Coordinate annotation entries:

+ + + +

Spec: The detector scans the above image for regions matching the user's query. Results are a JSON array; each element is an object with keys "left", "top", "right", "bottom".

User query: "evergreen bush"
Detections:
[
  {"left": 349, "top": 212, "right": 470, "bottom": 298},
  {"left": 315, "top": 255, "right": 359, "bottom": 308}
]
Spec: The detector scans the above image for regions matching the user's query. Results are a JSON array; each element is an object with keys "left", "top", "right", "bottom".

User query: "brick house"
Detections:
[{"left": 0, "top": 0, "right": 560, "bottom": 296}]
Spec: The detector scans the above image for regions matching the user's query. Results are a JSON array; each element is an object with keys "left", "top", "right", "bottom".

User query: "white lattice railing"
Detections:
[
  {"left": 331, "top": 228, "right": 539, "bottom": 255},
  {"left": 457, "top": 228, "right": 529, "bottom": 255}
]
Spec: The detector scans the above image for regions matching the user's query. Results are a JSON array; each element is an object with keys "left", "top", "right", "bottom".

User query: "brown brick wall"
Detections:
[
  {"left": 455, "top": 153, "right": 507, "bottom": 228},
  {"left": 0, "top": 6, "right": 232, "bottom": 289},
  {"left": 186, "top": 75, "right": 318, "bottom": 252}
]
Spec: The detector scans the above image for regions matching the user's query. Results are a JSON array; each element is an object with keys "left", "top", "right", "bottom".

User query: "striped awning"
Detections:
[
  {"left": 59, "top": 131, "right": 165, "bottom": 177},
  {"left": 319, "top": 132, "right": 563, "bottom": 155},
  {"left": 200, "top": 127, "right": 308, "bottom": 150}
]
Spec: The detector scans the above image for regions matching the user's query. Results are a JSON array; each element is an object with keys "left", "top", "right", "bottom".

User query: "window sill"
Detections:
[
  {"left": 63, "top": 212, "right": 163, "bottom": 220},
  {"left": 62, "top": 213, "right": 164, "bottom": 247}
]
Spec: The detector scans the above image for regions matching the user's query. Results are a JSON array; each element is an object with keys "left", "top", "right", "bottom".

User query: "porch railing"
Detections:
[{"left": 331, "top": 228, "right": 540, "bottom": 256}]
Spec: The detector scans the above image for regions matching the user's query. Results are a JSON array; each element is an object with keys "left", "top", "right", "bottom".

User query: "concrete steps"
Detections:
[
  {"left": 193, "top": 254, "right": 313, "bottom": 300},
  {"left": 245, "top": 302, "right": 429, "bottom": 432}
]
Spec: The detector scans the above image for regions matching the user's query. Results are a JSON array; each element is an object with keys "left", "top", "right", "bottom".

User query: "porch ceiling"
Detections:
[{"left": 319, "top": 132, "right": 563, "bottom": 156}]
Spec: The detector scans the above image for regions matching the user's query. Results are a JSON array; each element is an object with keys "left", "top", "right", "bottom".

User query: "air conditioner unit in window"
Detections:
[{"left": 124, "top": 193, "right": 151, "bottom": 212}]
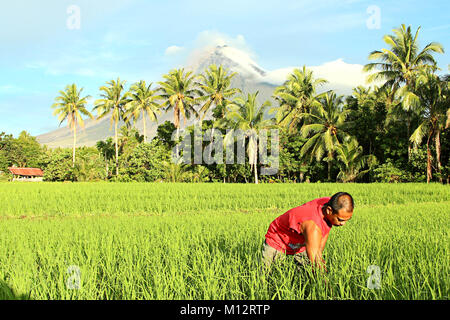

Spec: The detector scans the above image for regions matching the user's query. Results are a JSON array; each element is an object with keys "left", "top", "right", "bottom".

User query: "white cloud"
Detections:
[
  {"left": 164, "top": 46, "right": 184, "bottom": 56},
  {"left": 263, "top": 58, "right": 380, "bottom": 94},
  {"left": 0, "top": 84, "right": 24, "bottom": 94}
]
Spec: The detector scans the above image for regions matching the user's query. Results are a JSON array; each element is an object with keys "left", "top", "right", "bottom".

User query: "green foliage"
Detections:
[
  {"left": 373, "top": 159, "right": 407, "bottom": 182},
  {"left": 0, "top": 183, "right": 450, "bottom": 301},
  {"left": 44, "top": 148, "right": 75, "bottom": 181},
  {"left": 120, "top": 139, "right": 171, "bottom": 182}
]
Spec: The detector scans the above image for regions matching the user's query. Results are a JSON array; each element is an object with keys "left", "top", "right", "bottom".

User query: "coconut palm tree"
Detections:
[
  {"left": 52, "top": 84, "right": 93, "bottom": 167},
  {"left": 364, "top": 24, "right": 444, "bottom": 158},
  {"left": 94, "top": 78, "right": 129, "bottom": 175},
  {"left": 196, "top": 64, "right": 242, "bottom": 120},
  {"left": 410, "top": 71, "right": 450, "bottom": 183},
  {"left": 96, "top": 137, "right": 115, "bottom": 178},
  {"left": 300, "top": 92, "right": 349, "bottom": 181},
  {"left": 196, "top": 64, "right": 242, "bottom": 182},
  {"left": 158, "top": 68, "right": 201, "bottom": 154},
  {"left": 125, "top": 81, "right": 161, "bottom": 143},
  {"left": 274, "top": 66, "right": 327, "bottom": 132},
  {"left": 225, "top": 91, "right": 275, "bottom": 183},
  {"left": 336, "top": 138, "right": 377, "bottom": 183}
]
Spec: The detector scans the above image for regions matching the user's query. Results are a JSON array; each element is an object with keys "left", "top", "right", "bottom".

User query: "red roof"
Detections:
[{"left": 8, "top": 167, "right": 44, "bottom": 177}]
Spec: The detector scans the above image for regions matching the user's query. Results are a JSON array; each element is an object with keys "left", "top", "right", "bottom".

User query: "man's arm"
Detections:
[
  {"left": 302, "top": 220, "right": 328, "bottom": 267},
  {"left": 320, "top": 233, "right": 330, "bottom": 254}
]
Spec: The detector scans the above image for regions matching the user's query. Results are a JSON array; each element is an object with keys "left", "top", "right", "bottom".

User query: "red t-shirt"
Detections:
[{"left": 266, "top": 197, "right": 331, "bottom": 254}]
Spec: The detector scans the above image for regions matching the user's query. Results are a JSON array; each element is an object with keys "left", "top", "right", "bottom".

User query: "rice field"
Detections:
[{"left": 0, "top": 182, "right": 450, "bottom": 300}]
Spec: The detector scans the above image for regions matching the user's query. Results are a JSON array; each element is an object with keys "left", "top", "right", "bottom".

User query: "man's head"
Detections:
[{"left": 322, "top": 192, "right": 353, "bottom": 226}]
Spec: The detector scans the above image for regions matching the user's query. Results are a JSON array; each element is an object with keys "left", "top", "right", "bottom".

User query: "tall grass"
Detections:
[{"left": 0, "top": 183, "right": 450, "bottom": 300}]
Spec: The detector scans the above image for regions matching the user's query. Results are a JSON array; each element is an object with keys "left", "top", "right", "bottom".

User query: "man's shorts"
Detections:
[{"left": 262, "top": 241, "right": 310, "bottom": 267}]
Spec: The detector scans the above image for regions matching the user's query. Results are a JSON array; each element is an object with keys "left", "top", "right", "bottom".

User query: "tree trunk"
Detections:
[
  {"left": 114, "top": 120, "right": 119, "bottom": 176},
  {"left": 427, "top": 134, "right": 432, "bottom": 183},
  {"left": 72, "top": 117, "right": 77, "bottom": 168},
  {"left": 434, "top": 129, "right": 443, "bottom": 183},
  {"left": 406, "top": 113, "right": 411, "bottom": 163},
  {"left": 142, "top": 110, "right": 147, "bottom": 143}
]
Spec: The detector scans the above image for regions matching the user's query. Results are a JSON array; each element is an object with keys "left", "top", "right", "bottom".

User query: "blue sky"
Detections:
[{"left": 0, "top": 0, "right": 450, "bottom": 136}]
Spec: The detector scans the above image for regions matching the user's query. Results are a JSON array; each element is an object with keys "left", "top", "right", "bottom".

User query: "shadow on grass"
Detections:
[{"left": 0, "top": 280, "right": 31, "bottom": 300}]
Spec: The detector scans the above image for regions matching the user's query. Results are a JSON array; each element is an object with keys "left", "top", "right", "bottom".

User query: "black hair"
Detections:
[{"left": 326, "top": 192, "right": 354, "bottom": 212}]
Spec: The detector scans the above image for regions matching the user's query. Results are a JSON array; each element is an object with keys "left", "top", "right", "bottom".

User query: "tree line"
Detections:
[{"left": 0, "top": 25, "right": 450, "bottom": 183}]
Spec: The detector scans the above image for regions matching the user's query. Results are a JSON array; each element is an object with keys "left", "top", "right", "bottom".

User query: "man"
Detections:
[{"left": 263, "top": 192, "right": 353, "bottom": 271}]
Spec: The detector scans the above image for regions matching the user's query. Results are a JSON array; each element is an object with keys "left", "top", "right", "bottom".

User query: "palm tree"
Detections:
[
  {"left": 94, "top": 78, "right": 129, "bottom": 175},
  {"left": 225, "top": 91, "right": 275, "bottom": 183},
  {"left": 274, "top": 66, "right": 327, "bottom": 132},
  {"left": 52, "top": 84, "right": 93, "bottom": 167},
  {"left": 196, "top": 64, "right": 242, "bottom": 182},
  {"left": 96, "top": 137, "right": 114, "bottom": 178},
  {"left": 158, "top": 68, "right": 201, "bottom": 154},
  {"left": 125, "top": 81, "right": 161, "bottom": 143},
  {"left": 300, "top": 92, "right": 349, "bottom": 181},
  {"left": 410, "top": 71, "right": 450, "bottom": 183},
  {"left": 364, "top": 24, "right": 444, "bottom": 160},
  {"left": 196, "top": 64, "right": 242, "bottom": 120},
  {"left": 337, "top": 138, "right": 377, "bottom": 183}
]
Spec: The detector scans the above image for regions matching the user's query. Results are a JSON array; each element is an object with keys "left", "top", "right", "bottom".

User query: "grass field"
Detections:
[{"left": 0, "top": 183, "right": 450, "bottom": 300}]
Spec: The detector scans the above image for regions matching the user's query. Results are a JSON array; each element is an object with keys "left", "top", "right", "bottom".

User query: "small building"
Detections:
[{"left": 8, "top": 167, "right": 44, "bottom": 181}]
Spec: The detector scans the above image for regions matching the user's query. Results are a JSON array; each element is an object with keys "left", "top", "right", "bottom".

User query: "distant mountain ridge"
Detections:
[{"left": 37, "top": 45, "right": 370, "bottom": 148}]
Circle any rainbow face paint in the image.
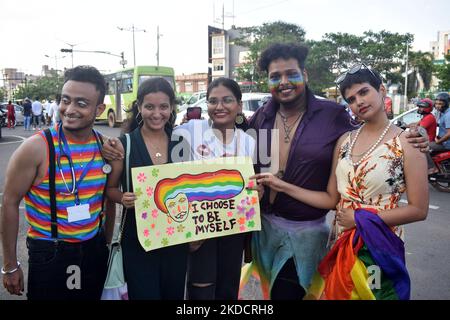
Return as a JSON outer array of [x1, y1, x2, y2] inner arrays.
[[268, 73, 305, 95], [155, 170, 244, 222]]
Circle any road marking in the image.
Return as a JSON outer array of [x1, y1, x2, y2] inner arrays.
[[0, 136, 26, 144], [400, 199, 439, 210]]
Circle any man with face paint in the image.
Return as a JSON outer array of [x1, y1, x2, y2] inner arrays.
[[246, 44, 427, 300]]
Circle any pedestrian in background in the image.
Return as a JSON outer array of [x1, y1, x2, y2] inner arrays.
[[31, 97, 42, 130], [6, 100, 16, 129], [23, 98, 33, 131], [48, 93, 61, 126]]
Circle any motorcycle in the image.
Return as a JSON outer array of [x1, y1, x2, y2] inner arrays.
[[395, 121, 450, 193], [428, 150, 450, 193]]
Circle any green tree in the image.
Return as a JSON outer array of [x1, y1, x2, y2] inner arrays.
[[323, 30, 414, 83], [234, 21, 305, 91], [434, 54, 450, 91], [305, 40, 337, 94]]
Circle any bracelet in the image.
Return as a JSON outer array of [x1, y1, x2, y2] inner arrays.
[[1, 261, 20, 275]]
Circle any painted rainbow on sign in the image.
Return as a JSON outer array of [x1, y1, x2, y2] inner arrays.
[[154, 169, 244, 213]]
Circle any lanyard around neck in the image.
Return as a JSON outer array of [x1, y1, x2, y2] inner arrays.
[[57, 124, 101, 205]]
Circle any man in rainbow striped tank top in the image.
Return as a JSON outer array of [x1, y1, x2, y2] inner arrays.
[[1, 66, 114, 300]]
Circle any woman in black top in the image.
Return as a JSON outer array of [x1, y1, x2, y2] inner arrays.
[[107, 78, 188, 300]]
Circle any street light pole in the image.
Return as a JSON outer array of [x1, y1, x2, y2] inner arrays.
[[404, 43, 409, 111], [117, 23, 147, 66], [156, 26, 162, 67]]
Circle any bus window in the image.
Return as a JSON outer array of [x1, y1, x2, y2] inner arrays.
[[121, 78, 133, 93], [139, 75, 174, 89]]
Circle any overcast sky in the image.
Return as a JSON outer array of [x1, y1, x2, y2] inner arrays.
[[0, 0, 450, 74]]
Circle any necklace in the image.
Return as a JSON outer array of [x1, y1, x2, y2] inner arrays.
[[278, 111, 303, 143], [347, 123, 391, 167]]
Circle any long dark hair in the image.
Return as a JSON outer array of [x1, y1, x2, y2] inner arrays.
[[122, 78, 176, 133]]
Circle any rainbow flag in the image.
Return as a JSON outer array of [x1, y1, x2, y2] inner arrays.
[[305, 209, 410, 300]]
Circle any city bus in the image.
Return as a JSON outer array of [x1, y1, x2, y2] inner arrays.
[[96, 66, 175, 127]]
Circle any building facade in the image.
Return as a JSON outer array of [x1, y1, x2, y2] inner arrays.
[[430, 31, 450, 61], [175, 73, 208, 93], [208, 26, 249, 80]]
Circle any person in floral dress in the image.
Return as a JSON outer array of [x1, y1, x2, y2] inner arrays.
[[256, 64, 429, 300]]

+ + + +

• **What needs to be done**
Recast the lines above as a JSON list of strings with one string per line and no blank lines, starting at the line containing "Circle any long dark hair in the image." and ending at the last line of the records.

• **Response**
[
  "Circle any long dark hair in the image.",
  "Return as a JSON outer array of [x1, y1, x2, y2] inner arrays.",
  "[[122, 78, 176, 133]]",
  "Circle any rainbow flag in the image.",
  "Return as a JSON outer array of [x1, y1, x2, y2] inner arrays.",
  "[[305, 209, 410, 300]]",
  "Circle any city bus in the image.",
  "Return as a JSON outer array of [x1, y1, x2, y2] inner arrays.",
  "[[96, 66, 175, 127]]",
  "Circle any building facade in the image.",
  "Return as a JSON outer array of [x1, y1, x2, y2] inner arrays.",
  "[[430, 31, 450, 61], [175, 73, 208, 93], [208, 26, 249, 80]]",
  "Circle any person in floral dress in the image.",
  "Return as a JSON outer array of [x1, y1, x2, y2] inner arrays.",
  "[[256, 64, 429, 300]]"
]